TASK DIRECTIONS
The answer must consist solely of the lines from the start of the records through the line containing "Target: person's leg", restated word for word, with no pictures.
────────────────────
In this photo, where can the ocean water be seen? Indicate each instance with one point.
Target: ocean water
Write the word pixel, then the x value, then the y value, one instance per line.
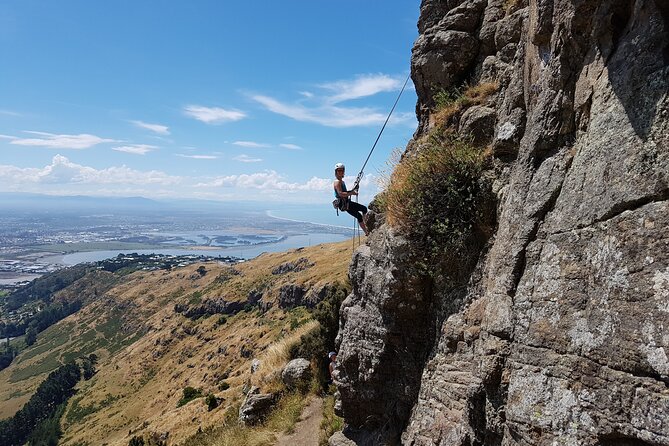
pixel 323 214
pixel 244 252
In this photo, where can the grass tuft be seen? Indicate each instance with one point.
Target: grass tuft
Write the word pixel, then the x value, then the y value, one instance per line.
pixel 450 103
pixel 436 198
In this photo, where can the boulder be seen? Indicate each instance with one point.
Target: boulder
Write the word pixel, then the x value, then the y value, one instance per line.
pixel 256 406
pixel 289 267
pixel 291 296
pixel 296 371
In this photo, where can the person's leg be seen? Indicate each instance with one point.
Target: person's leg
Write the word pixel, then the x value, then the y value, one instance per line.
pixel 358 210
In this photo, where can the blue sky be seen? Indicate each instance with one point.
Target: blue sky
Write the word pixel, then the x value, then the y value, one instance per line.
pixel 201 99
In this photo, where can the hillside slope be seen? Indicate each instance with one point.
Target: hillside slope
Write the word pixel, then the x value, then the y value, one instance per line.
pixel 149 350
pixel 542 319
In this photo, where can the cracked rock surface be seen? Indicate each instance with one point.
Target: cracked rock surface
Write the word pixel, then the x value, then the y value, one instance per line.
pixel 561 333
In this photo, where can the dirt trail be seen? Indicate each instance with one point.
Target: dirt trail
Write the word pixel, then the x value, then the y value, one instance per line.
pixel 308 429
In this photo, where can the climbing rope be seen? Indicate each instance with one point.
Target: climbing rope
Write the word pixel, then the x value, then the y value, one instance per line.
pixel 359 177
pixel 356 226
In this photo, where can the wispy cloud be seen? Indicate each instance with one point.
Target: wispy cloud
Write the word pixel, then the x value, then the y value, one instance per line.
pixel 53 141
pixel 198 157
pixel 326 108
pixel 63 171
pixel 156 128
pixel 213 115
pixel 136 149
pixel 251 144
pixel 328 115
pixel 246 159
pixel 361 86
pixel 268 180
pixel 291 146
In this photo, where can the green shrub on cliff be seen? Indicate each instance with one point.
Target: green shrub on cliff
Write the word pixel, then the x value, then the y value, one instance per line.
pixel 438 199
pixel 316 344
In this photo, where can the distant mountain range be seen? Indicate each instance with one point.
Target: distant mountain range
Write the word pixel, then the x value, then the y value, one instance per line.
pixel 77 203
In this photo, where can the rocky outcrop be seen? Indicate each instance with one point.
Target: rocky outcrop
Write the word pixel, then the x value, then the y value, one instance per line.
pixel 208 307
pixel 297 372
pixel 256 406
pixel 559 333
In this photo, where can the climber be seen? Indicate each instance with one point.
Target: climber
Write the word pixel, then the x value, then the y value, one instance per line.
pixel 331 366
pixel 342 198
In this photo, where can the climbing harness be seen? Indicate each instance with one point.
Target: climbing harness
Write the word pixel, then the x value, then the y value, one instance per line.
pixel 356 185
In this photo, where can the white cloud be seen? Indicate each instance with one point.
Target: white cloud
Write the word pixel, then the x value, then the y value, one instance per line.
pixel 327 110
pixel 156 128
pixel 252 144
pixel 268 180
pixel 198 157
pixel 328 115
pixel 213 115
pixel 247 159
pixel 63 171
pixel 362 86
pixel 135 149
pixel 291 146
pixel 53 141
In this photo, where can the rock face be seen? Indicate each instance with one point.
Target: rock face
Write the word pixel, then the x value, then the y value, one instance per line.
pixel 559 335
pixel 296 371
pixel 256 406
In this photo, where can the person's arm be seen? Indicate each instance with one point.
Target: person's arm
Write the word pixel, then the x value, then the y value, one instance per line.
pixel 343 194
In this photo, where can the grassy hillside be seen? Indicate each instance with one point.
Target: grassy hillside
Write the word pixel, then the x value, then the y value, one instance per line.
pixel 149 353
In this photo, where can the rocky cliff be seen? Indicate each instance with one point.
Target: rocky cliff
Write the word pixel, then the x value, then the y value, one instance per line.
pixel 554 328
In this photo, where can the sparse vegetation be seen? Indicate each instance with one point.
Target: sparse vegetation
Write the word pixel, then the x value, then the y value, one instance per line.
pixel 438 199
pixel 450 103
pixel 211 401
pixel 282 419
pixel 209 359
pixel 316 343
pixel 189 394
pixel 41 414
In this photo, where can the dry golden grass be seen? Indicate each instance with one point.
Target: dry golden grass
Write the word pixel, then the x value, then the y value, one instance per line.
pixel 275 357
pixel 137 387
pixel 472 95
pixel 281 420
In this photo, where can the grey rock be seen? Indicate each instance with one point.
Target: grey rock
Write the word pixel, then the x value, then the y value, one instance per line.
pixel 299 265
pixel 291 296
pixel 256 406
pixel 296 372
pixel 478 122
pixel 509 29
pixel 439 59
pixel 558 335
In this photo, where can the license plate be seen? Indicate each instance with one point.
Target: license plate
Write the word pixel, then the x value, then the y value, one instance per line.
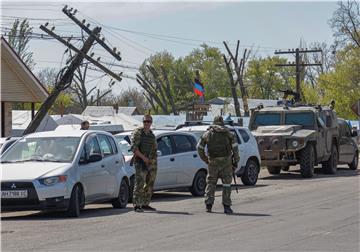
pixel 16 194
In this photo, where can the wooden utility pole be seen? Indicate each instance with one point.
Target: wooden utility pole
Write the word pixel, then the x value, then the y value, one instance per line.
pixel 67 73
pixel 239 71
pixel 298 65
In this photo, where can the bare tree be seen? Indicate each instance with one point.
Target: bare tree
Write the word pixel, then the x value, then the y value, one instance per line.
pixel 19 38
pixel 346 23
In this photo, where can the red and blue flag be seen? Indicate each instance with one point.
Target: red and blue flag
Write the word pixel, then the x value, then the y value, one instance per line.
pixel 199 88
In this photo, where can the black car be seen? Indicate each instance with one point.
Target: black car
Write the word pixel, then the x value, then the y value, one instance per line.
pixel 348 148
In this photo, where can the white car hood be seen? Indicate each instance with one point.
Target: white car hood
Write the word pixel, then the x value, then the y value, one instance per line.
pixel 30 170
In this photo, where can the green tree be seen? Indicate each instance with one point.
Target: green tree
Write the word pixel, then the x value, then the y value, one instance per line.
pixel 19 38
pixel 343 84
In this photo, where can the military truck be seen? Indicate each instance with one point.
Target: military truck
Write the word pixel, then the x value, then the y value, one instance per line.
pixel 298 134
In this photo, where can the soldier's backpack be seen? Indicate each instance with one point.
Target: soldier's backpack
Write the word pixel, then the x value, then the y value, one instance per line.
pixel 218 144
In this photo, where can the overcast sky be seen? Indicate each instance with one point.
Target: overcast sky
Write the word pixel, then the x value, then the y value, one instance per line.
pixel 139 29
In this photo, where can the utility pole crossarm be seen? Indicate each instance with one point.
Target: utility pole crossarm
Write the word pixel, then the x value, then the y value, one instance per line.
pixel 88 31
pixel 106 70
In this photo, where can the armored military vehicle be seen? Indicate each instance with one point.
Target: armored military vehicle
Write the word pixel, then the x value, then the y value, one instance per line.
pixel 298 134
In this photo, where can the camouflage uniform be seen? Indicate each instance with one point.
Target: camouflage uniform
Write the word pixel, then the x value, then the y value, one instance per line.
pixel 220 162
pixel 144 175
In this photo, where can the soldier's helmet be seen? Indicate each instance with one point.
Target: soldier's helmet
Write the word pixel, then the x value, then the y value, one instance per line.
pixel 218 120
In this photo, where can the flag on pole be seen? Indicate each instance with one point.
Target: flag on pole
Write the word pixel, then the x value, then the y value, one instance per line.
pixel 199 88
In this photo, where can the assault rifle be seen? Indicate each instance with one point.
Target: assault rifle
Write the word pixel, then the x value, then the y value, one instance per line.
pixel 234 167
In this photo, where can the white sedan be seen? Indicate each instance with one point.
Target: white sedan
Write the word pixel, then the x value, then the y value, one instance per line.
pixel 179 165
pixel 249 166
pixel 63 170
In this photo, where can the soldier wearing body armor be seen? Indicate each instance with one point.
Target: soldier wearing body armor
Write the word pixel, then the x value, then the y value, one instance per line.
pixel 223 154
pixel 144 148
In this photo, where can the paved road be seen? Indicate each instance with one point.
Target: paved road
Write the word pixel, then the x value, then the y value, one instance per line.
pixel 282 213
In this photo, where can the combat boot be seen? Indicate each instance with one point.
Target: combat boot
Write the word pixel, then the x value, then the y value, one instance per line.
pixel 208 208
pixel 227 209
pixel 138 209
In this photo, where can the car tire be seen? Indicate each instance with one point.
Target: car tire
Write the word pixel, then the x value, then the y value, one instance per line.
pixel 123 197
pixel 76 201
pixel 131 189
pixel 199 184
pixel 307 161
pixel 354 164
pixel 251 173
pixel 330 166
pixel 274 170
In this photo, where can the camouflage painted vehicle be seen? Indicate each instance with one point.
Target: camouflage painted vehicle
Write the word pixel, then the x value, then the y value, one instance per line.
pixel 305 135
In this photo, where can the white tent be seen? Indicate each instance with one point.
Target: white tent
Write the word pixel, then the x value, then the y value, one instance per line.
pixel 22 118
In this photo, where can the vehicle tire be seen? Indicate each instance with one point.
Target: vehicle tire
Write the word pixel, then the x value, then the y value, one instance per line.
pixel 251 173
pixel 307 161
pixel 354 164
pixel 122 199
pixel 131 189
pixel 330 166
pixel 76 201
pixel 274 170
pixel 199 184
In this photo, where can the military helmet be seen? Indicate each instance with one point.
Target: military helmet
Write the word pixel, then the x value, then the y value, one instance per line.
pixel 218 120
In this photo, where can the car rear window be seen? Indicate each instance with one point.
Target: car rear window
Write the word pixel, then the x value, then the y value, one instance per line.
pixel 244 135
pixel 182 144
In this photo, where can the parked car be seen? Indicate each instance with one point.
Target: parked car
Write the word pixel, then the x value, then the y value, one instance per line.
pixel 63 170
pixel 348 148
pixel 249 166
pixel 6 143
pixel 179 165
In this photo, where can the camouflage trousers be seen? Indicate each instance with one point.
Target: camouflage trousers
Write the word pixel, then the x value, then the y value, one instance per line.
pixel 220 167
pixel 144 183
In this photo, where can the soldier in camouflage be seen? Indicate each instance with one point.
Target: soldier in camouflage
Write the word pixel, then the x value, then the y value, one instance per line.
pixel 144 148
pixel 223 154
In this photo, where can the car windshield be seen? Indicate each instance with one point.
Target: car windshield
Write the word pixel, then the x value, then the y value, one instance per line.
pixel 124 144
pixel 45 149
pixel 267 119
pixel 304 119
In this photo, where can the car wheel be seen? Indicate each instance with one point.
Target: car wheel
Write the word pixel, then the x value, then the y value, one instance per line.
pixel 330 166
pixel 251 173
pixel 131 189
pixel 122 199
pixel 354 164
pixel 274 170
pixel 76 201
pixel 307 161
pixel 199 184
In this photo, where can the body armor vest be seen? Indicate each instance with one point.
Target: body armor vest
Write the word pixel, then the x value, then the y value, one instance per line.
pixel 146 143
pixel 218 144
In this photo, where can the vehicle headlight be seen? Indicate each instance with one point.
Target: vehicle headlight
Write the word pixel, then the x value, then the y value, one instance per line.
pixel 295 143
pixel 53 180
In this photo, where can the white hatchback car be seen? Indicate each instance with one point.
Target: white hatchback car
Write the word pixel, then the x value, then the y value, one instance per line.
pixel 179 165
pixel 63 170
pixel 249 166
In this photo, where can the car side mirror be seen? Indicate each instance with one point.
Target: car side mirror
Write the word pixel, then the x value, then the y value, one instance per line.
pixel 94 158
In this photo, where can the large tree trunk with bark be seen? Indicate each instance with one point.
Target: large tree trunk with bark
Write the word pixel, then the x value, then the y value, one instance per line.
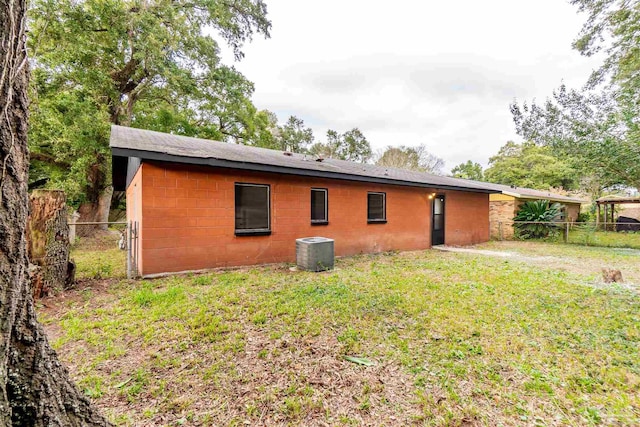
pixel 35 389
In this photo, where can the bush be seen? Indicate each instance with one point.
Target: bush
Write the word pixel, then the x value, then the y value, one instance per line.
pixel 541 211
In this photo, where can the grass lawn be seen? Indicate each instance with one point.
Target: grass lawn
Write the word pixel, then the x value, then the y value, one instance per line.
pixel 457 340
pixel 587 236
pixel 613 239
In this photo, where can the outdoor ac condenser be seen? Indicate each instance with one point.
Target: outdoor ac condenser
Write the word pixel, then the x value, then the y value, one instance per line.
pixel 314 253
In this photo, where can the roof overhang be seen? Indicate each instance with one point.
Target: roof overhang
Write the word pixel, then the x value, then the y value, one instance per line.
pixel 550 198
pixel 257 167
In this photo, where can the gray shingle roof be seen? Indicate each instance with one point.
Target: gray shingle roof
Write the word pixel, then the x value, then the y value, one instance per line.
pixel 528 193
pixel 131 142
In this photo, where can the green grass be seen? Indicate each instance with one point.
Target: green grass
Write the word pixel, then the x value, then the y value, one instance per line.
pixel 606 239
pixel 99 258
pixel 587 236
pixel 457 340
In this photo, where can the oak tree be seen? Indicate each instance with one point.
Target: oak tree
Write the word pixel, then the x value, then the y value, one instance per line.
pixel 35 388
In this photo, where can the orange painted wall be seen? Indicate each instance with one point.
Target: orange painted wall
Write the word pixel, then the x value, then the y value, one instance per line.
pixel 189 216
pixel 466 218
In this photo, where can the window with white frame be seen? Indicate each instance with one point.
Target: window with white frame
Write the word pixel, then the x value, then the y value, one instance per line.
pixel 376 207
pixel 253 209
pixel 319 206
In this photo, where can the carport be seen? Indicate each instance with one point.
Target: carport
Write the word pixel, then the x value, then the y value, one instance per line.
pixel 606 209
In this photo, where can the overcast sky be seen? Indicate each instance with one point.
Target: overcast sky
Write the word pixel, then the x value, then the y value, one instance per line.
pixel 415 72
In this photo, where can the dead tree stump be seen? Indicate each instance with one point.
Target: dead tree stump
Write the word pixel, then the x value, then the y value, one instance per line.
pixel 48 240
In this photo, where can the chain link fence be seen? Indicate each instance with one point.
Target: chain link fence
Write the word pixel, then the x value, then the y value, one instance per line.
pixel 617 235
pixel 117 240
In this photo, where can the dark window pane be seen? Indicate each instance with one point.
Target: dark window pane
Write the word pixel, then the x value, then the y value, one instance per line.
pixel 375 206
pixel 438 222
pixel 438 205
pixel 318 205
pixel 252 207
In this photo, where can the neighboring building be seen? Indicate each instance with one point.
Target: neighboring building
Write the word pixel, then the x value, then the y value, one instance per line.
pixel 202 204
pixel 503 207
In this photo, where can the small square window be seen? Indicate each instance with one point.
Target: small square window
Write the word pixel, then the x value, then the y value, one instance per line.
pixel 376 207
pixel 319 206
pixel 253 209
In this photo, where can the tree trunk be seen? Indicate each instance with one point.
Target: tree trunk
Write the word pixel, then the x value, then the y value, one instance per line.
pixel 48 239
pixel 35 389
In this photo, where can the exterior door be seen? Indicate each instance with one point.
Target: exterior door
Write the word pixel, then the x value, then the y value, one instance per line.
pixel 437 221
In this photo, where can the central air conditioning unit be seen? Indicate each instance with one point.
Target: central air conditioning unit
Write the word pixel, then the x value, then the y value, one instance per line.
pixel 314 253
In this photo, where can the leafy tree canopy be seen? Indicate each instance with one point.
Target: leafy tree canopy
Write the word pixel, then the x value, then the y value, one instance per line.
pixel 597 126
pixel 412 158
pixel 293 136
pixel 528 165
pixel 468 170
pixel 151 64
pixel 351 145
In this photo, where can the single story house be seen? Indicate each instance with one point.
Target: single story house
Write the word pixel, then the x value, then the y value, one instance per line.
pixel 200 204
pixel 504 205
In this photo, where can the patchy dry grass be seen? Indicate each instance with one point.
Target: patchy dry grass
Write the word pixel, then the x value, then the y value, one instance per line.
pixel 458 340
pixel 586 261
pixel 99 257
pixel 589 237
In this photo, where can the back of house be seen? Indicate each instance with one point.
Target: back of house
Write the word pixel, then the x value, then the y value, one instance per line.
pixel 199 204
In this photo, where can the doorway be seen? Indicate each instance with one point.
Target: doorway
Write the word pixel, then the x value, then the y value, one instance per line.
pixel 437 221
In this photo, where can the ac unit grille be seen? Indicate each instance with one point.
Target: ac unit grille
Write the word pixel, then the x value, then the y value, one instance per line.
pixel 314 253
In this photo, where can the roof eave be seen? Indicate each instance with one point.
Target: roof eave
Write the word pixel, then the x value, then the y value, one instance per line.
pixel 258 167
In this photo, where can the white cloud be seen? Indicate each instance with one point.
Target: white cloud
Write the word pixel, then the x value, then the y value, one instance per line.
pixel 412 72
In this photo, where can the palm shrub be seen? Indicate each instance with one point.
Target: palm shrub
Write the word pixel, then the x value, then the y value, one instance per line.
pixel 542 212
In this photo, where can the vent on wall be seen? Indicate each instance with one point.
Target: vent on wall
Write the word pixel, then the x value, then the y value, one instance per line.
────────────────────
RESULT FOR THIS EXERCISE
In this photo, where can the ocean water be seen? Indicate each instance with one point.
Target: ocean water
Write the word pixel, then the x value, then the y value, one instance per line.
pixel 323 214
pixel 244 252
In this photo, where can the grass tuft be seen? Indicate each instance with one point.
Target: grass tuft
Write the word pixel, then the x value, then the y value, one instance per line.
pixel 450 103
pixel 436 198
In this photo, where can the boulder be seen? Indicate each instance with one point.
Target: boulder
Write the word pixel, then the x value, then the y value, one instance per line.
pixel 256 406
pixel 289 267
pixel 291 296
pixel 296 371
In this photo, where can the person's leg be seen? Indicate each instance with one point.
Target: person's leg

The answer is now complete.